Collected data
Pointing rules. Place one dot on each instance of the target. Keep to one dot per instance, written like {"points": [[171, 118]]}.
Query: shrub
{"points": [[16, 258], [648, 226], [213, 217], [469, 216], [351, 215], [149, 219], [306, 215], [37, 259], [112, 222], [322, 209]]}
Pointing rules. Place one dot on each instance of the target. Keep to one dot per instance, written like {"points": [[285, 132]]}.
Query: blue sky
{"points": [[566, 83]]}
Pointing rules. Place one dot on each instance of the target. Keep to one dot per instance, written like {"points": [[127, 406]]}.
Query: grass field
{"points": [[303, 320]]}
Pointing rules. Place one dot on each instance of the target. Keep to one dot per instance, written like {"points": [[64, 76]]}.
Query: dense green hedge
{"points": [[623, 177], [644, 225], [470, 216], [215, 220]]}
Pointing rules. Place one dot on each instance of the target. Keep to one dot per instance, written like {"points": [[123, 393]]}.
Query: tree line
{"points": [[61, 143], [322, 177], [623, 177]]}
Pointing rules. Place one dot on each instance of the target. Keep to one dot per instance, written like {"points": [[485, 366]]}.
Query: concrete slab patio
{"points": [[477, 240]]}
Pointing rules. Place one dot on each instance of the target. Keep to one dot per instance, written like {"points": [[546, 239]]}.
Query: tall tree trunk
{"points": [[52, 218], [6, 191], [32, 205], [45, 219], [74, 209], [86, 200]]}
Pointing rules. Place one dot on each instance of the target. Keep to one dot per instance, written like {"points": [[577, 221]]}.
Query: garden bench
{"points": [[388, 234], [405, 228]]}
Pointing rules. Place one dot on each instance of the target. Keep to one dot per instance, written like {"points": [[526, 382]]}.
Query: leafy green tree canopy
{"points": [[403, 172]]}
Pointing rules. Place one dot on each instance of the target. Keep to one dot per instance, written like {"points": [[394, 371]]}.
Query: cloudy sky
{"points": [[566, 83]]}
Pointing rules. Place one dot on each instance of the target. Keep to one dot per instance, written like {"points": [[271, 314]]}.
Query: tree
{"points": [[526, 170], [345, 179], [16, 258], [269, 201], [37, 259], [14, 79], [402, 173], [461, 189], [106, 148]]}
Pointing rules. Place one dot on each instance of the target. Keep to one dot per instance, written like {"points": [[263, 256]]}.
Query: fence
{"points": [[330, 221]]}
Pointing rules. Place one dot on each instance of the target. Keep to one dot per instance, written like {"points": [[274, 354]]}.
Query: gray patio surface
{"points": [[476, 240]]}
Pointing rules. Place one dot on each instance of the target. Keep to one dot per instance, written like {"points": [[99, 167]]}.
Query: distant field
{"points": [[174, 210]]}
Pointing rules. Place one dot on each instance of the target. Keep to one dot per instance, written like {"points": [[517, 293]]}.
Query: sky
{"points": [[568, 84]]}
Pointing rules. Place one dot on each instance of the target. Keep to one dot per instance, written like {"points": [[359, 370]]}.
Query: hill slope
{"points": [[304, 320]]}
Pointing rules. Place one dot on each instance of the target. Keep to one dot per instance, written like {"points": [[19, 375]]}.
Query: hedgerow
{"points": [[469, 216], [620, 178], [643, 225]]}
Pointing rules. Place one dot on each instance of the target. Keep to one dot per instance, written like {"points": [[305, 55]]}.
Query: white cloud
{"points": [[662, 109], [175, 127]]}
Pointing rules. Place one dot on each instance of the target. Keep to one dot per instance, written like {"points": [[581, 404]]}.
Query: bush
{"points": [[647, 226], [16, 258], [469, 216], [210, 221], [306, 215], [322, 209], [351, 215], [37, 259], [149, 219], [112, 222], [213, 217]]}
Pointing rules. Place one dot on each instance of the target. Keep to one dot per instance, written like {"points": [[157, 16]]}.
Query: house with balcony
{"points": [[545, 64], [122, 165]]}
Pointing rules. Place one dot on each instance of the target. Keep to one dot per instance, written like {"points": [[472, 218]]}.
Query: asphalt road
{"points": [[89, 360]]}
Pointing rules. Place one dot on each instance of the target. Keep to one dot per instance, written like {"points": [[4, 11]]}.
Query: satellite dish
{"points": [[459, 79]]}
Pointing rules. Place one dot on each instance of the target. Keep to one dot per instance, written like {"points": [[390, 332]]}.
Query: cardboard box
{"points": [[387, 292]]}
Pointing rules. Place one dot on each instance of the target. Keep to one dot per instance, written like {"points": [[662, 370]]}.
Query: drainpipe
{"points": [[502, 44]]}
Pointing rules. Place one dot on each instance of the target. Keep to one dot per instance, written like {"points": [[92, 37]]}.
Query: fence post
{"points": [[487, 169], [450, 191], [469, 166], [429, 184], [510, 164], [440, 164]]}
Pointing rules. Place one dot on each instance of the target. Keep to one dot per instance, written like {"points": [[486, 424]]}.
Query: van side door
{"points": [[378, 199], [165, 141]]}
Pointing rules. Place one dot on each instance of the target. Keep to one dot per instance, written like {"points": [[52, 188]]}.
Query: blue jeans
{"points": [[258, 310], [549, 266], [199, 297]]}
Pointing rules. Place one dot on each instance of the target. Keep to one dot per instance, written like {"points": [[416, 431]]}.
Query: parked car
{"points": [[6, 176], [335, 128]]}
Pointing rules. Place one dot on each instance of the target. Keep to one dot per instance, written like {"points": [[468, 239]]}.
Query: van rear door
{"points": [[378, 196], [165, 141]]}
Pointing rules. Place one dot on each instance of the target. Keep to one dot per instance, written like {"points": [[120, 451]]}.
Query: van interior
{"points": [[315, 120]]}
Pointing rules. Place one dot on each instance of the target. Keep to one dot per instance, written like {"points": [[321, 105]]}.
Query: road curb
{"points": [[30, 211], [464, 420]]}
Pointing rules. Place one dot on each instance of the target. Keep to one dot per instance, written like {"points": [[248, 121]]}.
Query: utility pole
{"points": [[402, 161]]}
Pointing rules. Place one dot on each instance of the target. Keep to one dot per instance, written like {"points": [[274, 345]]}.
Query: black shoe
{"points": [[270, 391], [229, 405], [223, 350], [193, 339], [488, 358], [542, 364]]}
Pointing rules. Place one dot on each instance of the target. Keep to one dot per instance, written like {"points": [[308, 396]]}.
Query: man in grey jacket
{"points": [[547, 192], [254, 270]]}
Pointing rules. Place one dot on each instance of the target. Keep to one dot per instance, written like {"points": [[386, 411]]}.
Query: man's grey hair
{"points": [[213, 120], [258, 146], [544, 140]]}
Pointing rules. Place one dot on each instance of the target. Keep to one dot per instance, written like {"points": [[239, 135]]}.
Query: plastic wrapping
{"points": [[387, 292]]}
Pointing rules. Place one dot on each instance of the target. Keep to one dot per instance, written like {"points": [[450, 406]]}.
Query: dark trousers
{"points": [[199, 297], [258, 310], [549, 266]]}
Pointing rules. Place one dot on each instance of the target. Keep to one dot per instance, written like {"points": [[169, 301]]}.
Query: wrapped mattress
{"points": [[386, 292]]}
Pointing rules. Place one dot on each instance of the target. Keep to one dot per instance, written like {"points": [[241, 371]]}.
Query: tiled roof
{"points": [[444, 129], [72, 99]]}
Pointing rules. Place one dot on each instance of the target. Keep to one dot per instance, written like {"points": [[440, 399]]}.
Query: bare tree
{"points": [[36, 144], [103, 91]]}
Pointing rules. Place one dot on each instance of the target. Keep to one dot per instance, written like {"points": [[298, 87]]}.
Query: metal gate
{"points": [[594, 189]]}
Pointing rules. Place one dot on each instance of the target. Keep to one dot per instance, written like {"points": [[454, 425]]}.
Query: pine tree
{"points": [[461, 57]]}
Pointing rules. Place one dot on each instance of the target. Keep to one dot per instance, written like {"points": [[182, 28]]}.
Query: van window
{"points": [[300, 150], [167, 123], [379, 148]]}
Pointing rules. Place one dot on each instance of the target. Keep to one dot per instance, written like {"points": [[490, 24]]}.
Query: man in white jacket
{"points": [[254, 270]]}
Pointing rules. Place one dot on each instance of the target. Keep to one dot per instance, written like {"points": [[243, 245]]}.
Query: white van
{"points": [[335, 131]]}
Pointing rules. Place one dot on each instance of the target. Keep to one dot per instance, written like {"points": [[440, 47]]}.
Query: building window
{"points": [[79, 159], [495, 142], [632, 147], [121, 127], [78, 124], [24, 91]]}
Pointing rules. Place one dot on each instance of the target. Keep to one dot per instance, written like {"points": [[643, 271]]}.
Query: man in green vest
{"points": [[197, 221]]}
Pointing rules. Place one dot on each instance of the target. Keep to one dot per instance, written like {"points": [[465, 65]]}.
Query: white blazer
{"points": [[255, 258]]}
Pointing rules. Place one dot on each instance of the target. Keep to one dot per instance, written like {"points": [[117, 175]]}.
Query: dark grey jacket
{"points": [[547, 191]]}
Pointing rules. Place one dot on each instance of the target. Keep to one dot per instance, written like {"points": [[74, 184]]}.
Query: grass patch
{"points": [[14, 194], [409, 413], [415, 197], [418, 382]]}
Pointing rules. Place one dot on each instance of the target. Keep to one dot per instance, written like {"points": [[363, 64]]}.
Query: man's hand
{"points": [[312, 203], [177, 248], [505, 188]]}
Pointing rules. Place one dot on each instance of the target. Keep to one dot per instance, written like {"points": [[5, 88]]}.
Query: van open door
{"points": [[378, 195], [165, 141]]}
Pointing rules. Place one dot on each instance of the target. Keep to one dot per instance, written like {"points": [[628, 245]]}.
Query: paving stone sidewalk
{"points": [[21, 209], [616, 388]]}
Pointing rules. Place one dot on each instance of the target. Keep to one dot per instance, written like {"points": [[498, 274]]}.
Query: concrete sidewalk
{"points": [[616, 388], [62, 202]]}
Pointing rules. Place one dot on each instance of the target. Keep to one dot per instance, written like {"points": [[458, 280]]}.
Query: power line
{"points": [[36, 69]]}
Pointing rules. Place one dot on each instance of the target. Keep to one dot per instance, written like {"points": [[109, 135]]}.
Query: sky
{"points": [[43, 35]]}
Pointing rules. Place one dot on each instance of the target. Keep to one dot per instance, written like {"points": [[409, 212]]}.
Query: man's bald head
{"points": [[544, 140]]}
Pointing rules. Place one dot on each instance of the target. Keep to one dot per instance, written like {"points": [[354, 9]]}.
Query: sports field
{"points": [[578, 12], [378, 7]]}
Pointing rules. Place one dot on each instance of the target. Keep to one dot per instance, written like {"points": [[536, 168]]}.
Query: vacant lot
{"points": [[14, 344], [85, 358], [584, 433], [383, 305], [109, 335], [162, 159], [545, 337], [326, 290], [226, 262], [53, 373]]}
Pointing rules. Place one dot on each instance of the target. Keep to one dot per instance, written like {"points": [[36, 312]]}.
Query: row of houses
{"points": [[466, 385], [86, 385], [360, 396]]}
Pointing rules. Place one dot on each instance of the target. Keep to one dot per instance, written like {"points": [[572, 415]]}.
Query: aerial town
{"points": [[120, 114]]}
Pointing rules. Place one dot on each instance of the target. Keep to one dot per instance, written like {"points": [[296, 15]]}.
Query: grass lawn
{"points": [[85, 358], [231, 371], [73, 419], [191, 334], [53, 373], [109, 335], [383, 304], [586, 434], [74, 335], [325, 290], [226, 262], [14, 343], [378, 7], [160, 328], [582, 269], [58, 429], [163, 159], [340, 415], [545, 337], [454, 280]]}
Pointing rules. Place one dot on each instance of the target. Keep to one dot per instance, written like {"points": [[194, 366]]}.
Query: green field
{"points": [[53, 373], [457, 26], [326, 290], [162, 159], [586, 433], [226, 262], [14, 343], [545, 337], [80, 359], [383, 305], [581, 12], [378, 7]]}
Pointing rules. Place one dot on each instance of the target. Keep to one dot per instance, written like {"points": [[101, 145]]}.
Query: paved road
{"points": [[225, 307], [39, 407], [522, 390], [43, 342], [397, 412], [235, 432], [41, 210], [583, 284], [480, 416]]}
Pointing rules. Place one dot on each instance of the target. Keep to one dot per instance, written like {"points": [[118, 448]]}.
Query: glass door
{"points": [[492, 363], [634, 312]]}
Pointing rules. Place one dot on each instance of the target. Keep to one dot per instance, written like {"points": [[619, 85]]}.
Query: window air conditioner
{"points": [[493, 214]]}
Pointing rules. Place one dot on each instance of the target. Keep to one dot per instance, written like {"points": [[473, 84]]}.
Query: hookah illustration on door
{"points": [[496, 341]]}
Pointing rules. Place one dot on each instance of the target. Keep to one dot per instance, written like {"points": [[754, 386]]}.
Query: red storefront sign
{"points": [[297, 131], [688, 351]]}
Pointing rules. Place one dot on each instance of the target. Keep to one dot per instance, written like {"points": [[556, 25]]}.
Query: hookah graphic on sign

• ACTION ITEM
Could you reproduce the lines above, from the one that holds "Query: glass door" through the last, exactly as they stand?

• ANSWER FOR THE TASK
Query: glass door
{"points": [[492, 363], [634, 312]]}
Pointing rules. Place one dot on each instance of the target. Keep to one dot per instance, written like {"points": [[619, 85]]}.
Query: window air conditioner
{"points": [[493, 214]]}
Pointing rules. Place one dot on each instance of the target. Keep to one dot per instance, written like {"points": [[473, 84]]}.
Query: hookah illustration on door
{"points": [[496, 341]]}
Pointing rules. Place one dot on each instance of the target. Keep to one dot per instance, written like {"points": [[754, 386]]}.
Query: red storefront sign
{"points": [[297, 131], [688, 351]]}
Pointing rules. Place one dot on each instance of the target. Keep to one dot per instance, written like {"points": [[556, 25]]}.
Query: hookah graphic on sign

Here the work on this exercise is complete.